--- begin Data extract ---

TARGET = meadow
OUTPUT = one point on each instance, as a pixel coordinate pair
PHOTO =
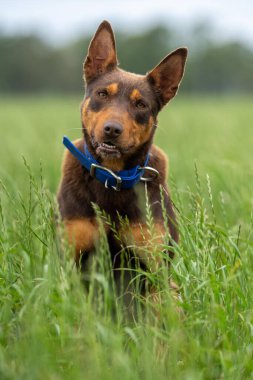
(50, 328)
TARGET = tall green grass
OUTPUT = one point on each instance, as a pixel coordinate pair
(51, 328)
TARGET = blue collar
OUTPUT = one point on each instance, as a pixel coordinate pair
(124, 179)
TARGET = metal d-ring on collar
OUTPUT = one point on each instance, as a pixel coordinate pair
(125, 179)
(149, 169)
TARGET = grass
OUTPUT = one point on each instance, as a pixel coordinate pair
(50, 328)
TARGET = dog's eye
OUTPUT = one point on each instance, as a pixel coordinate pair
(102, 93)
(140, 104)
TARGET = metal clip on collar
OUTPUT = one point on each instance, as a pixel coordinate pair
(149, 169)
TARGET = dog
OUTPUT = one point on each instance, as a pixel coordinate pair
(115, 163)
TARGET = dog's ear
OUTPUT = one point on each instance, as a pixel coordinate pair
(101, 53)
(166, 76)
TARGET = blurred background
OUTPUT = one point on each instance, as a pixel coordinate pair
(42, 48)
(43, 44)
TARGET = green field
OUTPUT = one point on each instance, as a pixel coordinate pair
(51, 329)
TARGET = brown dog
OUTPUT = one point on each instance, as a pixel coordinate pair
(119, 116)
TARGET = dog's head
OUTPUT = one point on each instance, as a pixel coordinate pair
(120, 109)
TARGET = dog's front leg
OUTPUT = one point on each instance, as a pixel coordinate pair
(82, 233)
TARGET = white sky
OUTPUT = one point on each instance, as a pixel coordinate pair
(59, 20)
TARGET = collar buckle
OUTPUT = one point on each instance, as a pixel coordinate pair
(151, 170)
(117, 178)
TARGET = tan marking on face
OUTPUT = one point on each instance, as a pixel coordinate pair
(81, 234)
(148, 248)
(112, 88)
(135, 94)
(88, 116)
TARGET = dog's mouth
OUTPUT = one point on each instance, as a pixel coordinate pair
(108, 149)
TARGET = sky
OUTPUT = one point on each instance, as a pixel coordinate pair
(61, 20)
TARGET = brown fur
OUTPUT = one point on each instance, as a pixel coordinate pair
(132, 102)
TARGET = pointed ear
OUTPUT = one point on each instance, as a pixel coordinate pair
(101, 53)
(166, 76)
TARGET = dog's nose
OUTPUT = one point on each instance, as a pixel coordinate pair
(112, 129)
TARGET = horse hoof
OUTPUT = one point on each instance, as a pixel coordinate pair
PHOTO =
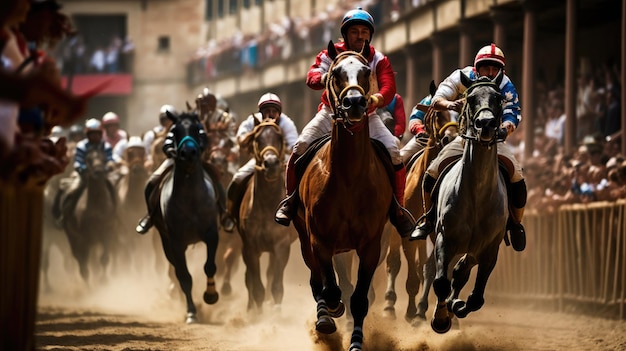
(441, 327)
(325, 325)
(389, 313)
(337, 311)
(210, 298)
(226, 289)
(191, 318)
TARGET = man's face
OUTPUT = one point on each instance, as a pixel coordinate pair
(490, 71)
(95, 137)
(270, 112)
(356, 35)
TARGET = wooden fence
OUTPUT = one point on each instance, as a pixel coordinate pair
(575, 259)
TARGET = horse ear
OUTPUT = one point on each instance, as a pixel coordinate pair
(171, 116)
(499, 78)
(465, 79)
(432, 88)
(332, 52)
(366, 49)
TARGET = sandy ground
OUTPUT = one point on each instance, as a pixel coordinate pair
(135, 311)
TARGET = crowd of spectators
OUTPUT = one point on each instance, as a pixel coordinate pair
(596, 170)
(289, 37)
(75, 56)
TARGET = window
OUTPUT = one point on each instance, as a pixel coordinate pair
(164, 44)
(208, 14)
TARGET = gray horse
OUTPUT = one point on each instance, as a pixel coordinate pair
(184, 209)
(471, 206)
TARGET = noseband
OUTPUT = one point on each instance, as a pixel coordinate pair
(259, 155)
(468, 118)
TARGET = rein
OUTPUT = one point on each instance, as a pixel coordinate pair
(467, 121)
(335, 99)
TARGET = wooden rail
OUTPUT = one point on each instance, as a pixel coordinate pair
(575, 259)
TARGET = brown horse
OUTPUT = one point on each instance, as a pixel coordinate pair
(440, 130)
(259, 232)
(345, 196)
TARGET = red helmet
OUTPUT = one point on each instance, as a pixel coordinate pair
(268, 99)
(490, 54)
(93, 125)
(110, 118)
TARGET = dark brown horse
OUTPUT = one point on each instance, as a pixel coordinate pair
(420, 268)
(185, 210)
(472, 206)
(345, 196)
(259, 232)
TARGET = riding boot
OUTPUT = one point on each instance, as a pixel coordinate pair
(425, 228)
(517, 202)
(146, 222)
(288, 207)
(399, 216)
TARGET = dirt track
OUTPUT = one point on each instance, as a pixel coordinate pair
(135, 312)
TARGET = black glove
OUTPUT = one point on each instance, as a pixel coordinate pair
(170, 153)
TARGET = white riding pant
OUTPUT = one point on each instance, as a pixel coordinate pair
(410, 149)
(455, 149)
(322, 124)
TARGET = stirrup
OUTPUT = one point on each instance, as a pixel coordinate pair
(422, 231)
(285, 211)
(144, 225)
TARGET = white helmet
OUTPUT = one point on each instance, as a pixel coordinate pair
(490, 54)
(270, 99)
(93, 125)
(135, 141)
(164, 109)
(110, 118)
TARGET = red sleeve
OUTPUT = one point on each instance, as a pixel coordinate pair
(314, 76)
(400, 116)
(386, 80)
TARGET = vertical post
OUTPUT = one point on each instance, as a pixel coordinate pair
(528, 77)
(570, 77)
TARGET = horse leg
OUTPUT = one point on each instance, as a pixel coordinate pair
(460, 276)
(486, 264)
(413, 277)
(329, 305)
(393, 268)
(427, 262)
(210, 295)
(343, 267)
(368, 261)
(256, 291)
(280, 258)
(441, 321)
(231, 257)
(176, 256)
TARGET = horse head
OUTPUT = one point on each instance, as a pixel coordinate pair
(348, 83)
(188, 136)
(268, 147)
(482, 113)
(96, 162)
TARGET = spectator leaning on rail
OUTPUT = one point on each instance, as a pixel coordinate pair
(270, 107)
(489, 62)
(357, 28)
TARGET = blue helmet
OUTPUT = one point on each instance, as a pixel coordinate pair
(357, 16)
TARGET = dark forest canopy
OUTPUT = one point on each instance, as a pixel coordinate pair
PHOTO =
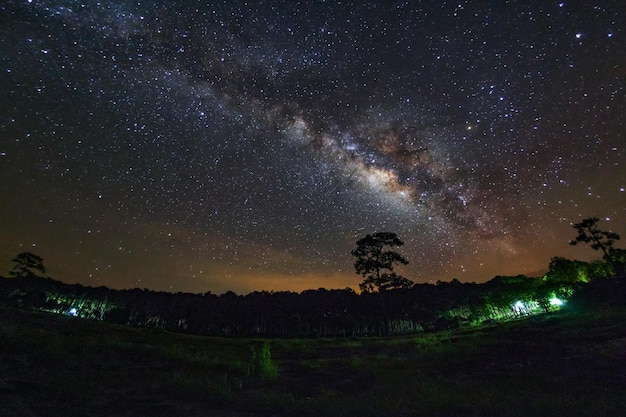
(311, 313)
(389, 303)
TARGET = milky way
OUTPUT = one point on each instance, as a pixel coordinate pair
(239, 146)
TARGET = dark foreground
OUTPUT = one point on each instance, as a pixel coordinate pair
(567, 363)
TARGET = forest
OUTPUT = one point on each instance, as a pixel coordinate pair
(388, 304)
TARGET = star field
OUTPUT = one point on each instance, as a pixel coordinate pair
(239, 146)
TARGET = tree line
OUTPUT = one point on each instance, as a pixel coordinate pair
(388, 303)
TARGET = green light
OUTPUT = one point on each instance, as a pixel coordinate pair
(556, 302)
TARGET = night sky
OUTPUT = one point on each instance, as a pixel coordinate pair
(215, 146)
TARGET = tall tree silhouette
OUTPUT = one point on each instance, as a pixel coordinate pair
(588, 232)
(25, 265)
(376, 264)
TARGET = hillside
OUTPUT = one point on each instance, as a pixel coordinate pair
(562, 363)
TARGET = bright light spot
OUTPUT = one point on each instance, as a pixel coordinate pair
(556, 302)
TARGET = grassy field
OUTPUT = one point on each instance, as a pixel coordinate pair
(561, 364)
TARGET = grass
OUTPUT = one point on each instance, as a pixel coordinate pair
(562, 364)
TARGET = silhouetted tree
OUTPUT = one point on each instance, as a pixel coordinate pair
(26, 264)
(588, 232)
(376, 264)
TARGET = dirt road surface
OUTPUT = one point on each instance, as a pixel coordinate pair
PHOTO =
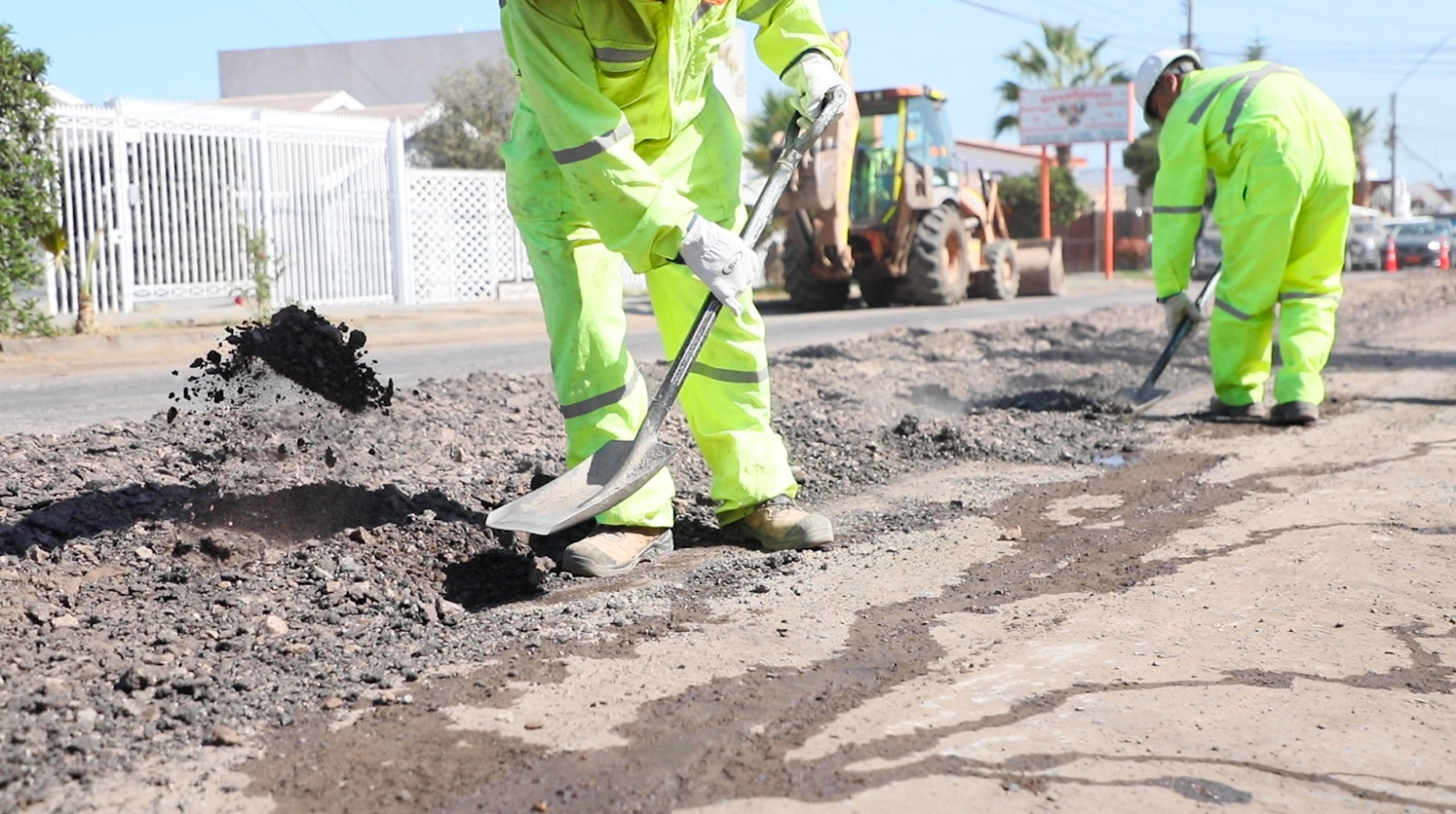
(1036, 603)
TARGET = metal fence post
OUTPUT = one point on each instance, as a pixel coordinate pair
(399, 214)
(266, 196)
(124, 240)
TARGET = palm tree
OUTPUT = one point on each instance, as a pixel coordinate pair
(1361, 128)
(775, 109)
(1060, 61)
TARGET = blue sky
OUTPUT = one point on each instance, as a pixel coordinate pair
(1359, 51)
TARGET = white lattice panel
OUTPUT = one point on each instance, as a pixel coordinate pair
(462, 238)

--- end Data extract ---

**Directions:** Beginning with the line that holds "TARGET = grassy field", extract every line to the end of the material, exactly as it stands, and drop the pictures.

**Answer for the task:**
TARGET = grassy field
OUTPUT = one point on each instance, as a pixel coordinate pair
(561, 364)
TARGET = grass
OUTPUT = one point on each instance, as a pixel coordinate pair
(562, 364)
TARGET = silhouetted tree
OUTPUT = one point on each instance, as a pixel coordinate pair
(26, 264)
(588, 232)
(376, 264)
TARGET = dirt road surface
OUTPUT = one point on each instance, as a pixel coordinate pair
PHOTO =
(1036, 603)
TARGET = metal fence post
OUTPUT = one point on each instance, as a pixel coordinate pair
(399, 214)
(266, 196)
(124, 240)
TARGET = palm tree
OUTPUT = one point on each instance, as a pixel coordinate pair
(1361, 128)
(775, 109)
(1060, 61)
TARGET = blue sky
OUTPUT = one point on each instance, as a pixel coordinate pair
(1359, 51)
TARGET = white lattice panel
OUTPUT = one point on each instance, as a pixel coordinate pair
(462, 238)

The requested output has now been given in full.